Task prompt | Every line holding "prompts" should be copied from the records below.

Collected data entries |
-.-.-
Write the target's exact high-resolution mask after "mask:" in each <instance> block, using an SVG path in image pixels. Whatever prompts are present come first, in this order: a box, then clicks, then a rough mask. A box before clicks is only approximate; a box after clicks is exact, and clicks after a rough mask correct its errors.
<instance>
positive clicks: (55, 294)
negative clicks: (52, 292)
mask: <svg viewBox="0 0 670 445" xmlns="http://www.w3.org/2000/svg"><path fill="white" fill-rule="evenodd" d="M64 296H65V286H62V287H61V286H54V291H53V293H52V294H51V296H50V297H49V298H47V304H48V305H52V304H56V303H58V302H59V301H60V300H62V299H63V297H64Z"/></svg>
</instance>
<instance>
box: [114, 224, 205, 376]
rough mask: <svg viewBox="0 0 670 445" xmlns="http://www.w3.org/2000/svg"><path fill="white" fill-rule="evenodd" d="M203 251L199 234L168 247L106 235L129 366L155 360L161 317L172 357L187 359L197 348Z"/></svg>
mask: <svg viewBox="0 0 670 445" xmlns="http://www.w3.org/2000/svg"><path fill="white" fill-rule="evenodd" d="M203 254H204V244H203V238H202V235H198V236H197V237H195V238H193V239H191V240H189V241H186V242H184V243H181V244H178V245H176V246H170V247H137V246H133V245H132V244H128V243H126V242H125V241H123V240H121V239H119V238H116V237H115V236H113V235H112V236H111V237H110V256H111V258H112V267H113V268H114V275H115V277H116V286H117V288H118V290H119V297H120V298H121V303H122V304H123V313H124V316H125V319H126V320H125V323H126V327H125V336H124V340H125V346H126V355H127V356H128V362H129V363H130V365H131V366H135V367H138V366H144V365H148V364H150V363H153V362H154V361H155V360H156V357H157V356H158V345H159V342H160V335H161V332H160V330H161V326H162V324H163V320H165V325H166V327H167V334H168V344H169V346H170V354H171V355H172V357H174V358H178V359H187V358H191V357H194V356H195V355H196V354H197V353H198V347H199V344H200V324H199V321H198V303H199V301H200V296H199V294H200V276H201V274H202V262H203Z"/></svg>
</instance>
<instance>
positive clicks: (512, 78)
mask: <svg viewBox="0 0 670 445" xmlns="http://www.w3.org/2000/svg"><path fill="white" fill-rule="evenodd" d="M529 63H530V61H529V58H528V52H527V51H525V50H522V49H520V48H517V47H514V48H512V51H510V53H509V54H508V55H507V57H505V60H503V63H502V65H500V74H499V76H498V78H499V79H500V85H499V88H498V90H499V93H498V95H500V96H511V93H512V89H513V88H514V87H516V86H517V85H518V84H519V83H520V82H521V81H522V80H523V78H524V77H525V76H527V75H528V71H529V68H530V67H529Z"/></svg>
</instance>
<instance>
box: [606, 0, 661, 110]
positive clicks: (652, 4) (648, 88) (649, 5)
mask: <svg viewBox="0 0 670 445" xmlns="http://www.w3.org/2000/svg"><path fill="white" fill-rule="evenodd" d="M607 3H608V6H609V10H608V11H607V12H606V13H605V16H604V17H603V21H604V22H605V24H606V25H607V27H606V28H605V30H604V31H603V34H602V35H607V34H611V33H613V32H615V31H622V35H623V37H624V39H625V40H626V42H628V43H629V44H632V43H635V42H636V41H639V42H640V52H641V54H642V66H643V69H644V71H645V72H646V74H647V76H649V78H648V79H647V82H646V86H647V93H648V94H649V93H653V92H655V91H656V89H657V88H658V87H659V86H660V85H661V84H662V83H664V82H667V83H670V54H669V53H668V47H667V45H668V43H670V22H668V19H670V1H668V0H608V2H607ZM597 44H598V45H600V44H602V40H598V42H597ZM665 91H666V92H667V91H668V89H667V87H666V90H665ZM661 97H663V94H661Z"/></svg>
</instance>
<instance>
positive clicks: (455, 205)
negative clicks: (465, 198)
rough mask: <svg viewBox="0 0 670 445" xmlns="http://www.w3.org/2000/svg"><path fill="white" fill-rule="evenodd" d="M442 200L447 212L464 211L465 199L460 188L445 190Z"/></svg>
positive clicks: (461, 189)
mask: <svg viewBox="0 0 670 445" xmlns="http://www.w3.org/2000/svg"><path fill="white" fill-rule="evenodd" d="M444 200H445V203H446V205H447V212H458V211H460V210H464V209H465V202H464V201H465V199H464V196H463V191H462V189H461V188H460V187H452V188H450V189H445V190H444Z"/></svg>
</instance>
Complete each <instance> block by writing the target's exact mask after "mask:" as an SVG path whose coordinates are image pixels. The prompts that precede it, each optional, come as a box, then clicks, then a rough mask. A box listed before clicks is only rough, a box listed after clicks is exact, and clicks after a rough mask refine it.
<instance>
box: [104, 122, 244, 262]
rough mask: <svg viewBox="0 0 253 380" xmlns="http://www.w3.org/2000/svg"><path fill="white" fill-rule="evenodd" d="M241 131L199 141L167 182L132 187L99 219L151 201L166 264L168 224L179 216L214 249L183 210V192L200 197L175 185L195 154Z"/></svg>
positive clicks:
-.-.-
Answer to this task |
Write the target's exact high-resolution mask after "mask:" in each <instance> block, using an SVG path in image pixels. Whatever prompts are present come first, in this order: a box, then clicks, then a rough mask. A box before clicks is only approximate; a box after clicks is exact, and clicks after a rough mask correct its errors.
Complete each <instance> block by writing the target's exact mask after "mask:" as an SVG path whose coordinates are image pixels. The prompts that precede it, each optional, come as a box, then clicks, then a rough mask. A box listed before clicks is only rough, a box listed after clicks is exact, and clicks after a rough mask refine it.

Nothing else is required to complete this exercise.